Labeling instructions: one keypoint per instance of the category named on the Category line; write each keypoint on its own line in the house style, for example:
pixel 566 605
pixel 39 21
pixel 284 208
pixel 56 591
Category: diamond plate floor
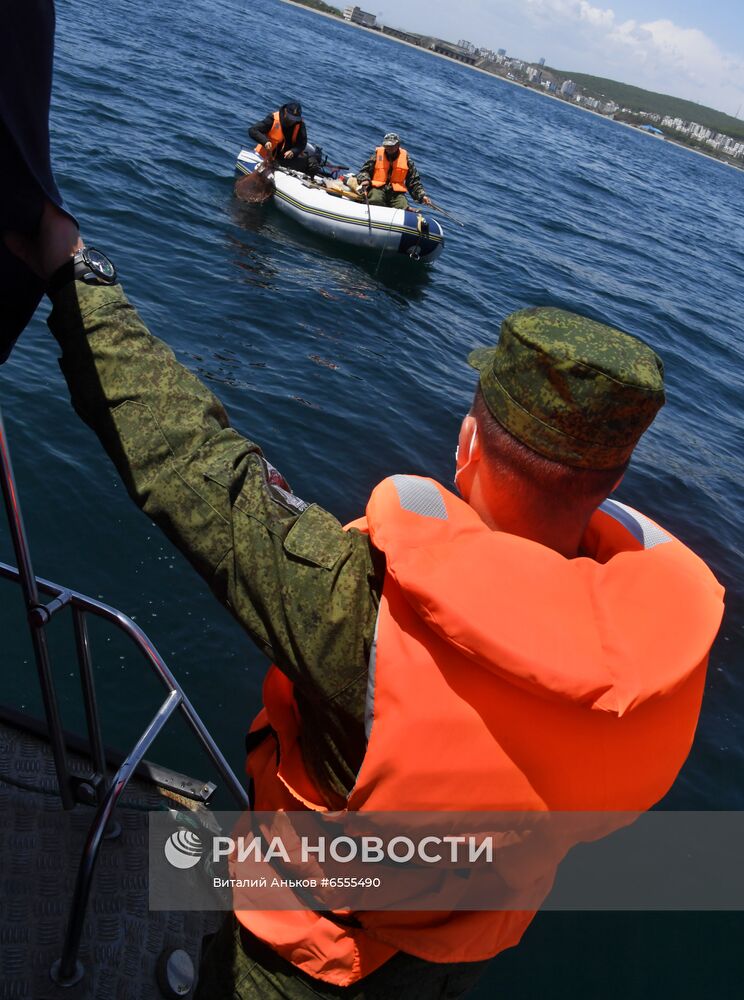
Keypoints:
pixel 40 847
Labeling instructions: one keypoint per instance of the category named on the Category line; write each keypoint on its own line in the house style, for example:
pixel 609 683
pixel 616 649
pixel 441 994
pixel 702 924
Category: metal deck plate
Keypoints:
pixel 40 848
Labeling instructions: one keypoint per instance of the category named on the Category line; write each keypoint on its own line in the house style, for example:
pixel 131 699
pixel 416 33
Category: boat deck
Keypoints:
pixel 40 848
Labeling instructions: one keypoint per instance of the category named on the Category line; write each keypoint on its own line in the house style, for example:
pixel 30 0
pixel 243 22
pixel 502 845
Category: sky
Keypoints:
pixel 687 48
..............................
> **YOUR INSTRUCTIONS**
Change "diamond plate floor" to "checker plate floor" in the material from its start through the line containing "pixel 40 847", inclusive, and give those lines again with everything else unchanged. Omit any pictures from the result.

> **EXPECTED ANSWER**
Labeling instructions: one keypoint per instance of the category named on the Category line; write each keypoint on its own line in the house style, for example:
pixel 566 605
pixel 39 21
pixel 284 208
pixel 56 591
Category: checker plate floor
Keypoints:
pixel 40 847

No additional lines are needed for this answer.